#### YOUR GOAL
From the listing below, output only the lines starting at the line that has "the white car." and ending at the line that has "street light pole.", exactly as they appear, ends included.

#### STUDY MATERIAL
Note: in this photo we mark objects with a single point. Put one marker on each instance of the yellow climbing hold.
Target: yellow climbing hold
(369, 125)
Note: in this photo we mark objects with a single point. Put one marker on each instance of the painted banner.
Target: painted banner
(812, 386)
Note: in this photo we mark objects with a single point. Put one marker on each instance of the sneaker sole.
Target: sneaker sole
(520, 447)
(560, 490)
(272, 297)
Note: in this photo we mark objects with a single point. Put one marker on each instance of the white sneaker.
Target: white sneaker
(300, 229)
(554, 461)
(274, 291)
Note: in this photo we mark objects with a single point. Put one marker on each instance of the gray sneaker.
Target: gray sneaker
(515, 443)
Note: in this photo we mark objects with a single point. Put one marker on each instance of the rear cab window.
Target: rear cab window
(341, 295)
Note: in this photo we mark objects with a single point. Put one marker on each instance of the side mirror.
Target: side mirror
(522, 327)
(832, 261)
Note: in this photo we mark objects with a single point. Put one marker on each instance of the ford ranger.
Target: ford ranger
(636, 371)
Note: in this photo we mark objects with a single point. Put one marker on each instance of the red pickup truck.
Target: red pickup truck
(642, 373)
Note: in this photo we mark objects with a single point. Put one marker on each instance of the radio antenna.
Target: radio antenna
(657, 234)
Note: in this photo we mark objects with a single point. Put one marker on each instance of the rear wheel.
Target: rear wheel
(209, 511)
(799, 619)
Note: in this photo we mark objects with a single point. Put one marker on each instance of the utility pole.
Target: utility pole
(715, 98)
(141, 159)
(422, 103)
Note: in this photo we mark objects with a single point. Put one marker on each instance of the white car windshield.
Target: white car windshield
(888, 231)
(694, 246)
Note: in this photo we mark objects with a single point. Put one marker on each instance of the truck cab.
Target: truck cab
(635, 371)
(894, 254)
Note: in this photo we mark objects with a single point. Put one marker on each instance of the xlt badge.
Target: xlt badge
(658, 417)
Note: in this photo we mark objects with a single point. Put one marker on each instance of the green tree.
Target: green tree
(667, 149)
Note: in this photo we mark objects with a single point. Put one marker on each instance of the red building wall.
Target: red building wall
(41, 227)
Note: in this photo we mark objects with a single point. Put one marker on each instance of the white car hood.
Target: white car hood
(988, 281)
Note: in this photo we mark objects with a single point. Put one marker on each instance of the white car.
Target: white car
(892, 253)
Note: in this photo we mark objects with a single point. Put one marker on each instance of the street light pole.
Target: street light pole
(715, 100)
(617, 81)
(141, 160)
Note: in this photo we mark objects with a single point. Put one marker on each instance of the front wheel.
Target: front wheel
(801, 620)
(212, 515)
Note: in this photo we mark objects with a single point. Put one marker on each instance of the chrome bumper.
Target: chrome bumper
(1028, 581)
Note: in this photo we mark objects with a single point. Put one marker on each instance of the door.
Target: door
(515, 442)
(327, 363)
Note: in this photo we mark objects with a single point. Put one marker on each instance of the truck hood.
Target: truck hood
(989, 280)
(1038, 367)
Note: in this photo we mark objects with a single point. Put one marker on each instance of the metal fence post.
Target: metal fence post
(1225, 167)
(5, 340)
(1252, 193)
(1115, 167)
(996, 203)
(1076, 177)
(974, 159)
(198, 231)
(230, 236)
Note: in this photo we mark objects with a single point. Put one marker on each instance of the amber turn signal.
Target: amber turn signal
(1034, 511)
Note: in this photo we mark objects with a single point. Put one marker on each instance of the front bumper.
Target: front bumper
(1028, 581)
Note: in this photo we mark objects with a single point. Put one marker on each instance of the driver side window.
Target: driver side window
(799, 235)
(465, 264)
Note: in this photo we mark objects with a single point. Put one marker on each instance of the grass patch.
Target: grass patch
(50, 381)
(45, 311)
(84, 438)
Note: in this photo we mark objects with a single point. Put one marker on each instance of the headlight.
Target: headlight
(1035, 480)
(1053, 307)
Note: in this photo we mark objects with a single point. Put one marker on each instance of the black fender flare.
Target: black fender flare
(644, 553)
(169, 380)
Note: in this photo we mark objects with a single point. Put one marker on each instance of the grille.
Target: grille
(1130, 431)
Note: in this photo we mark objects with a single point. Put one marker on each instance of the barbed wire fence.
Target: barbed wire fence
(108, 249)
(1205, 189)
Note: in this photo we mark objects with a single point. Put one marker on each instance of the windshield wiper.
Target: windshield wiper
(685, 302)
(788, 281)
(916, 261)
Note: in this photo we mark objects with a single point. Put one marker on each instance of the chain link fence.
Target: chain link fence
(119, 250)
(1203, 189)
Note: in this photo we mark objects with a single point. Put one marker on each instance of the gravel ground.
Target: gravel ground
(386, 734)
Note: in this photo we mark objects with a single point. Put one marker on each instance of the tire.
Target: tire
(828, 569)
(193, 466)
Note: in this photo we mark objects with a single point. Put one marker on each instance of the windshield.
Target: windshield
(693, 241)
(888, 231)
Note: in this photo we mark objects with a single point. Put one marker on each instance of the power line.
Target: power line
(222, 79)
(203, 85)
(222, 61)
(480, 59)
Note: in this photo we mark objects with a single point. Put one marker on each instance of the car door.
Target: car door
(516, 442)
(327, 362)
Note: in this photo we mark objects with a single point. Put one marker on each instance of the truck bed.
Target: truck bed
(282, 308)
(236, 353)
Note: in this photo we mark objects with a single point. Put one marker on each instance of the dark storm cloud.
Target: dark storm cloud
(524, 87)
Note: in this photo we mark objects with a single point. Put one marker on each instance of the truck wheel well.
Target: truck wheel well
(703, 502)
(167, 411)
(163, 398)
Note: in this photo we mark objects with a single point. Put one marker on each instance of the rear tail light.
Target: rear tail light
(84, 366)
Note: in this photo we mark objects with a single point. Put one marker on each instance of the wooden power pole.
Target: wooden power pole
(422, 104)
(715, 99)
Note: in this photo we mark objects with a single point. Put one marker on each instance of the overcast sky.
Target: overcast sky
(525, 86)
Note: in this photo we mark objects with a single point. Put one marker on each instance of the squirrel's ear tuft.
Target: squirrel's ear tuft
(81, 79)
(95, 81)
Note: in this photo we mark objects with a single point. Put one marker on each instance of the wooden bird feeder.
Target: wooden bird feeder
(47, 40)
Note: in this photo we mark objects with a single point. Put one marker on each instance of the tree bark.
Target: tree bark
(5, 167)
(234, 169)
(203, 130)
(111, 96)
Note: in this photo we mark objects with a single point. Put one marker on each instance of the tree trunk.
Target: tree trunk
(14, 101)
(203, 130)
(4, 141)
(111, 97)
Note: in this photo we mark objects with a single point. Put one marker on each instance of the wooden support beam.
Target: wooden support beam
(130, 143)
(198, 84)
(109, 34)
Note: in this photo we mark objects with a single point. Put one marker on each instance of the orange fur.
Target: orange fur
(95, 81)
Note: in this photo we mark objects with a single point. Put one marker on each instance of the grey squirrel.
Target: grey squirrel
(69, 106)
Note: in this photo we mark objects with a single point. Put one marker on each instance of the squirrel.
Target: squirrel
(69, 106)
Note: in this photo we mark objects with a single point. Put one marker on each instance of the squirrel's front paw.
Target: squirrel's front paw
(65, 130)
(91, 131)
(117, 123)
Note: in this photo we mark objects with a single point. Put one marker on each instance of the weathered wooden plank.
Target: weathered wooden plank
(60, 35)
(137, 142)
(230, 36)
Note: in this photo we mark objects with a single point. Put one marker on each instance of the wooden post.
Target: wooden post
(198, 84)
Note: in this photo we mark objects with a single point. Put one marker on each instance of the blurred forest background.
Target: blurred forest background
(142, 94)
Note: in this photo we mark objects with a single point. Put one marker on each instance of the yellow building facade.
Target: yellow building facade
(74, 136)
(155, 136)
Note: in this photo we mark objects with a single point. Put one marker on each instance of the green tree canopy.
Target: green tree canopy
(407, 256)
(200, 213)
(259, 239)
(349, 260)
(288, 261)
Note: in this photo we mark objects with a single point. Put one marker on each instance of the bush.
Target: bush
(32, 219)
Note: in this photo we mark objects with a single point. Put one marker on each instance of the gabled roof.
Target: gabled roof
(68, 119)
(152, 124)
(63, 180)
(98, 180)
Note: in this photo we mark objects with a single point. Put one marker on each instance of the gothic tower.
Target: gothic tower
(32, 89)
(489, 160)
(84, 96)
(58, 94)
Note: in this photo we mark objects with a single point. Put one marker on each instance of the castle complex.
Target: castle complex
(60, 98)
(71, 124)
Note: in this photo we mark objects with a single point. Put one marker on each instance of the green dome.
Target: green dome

#### PROBLEM SOLUTION
Note: in this photo we mark objects with a single point. Put one marker on each instance of the white car.
Target: white car
(892, 253)
Note: in this photo we mark objects with a single point. Put one marker on each instance of the street light pole.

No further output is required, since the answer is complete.